→ **Tareas del ejercicio**:
**A.** En el fragmento sobre la jubilación, ¿en qué tienda se compró el chándal?
**B.** Retoma, por favor, el fragmento sobre la jubilación a partir del punto en que se detiene.

→ **Fragmento**:
Cuando uno se jubila es como
si se quemaran las naves; no por acto de mítico coraje, sino como
resultado de un banal acto administrativo, combinado, como es
natural, con la fatalidad del tiempo. Pero eso no quita sensación de
corte definitivo: Detrás queda la enmarañada espesura de la
juventud; delante, la pulimentada vertiente definitiva. En medio,
uno, como una marca divisoria... o una muesca en el revólver de la
vida.
Lo primero que hice fue
comprarme un chándal en el Decathlon. Lo segundo, a la semana
siguiente, completar el kit con unas zapatillas adecuadas para
recorrer las calles y los campos. Lo tercero, habiendo copletado el
utillaje, ir a la búsqueda de terrenos fértiles en espárragos,
setas o cualquier otra cosa que pudiera ser arrasada. Cuando comprobé
que todos los sitios estaban pillados y que mis iguales madrugaban
más que yo por el placer de humillar al perezoso; que todas las
calles y todos los campos, sin excepción, habían sido ocupados
hasta límites para mí, y hasta entonces, insospechados; que andar
sin propósito y vestido de forma extravagante o, cuanto menos,
desacostrumbrada, era una neta excentricidad y nada tenía que ver
con la vida, sino que, por el contrario, pulimentaba aún más la
vertiente definitiva, cuando comprobé, como digo, todo lo anterior,
paré en seco con el propósito de buscar objetivos que fueran más
allá de lo dicho y más allá, incluso, de la participación (el
chándal lo tenía) en marchas de la dignidad o
manifestaciones de domingo, engrosando la escuadra de los
yayoflautas.
Toda mi vida había estado
enfocada a la transmisión del saber, en alguna de las acepciones de
la expresión. Cuaquier nuevo aprendizaje carecía, pues, de
transitividad y, en consecuencia, era inútil, cuando no perjudicial.

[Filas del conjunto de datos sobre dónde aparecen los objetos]
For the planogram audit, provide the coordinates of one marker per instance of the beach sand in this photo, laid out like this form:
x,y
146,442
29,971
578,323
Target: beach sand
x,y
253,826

→ **Respuestas en orden**:
**A.** En el Decathlon.

**B.**
Aunque de colesterol siempre he andado bien, no me atraían los
viajes del Imserso, ni la permanencia, por breve que fuera, en los
centros de jubilados, ni, mucho menos, participar en sus mezquinos
juegos de mesa. Podría decirse que me encontraba en el punto cero de
mi existencia, si es que alguna vez mi existencia había pasado del
cero patatero.
Tras noches insomne, esbocé
un plan grandioso y que se avenía con ciertas aficciones propias
durante años relegadas: Oir toda la música llamada clásica y
completar esa formación con el estudio del serbio o, en su defecto,
el ruso. Lo primero me ocuparía las mañanas y lo segundo, las
tardes. Cuando ya me veía abocado de por vida a la polifonía, pues
no había forma de pasar de Palestrina y su Misa del Papa Marcello,
me vino la idea de las "efemerísticas razones": ¡Y
ya van cuatro años de insensatez!
No voy a repetir lo dicho en
conmemoraciones anteriores. Añadir, sin embargo, que el proyecto
sigue engordando de forma rizomática. Sus ecos llegan hasta los
confines más insospechados y de allá me llegan comentarios
incomprensibles: bien porque quien los escribe no sabe escribir, bien
porque el escoliasta me atribuye la intenciones que me son del todo
ajenas o bien, directamente, porque están escritos en lenguas que me
son desconocidas.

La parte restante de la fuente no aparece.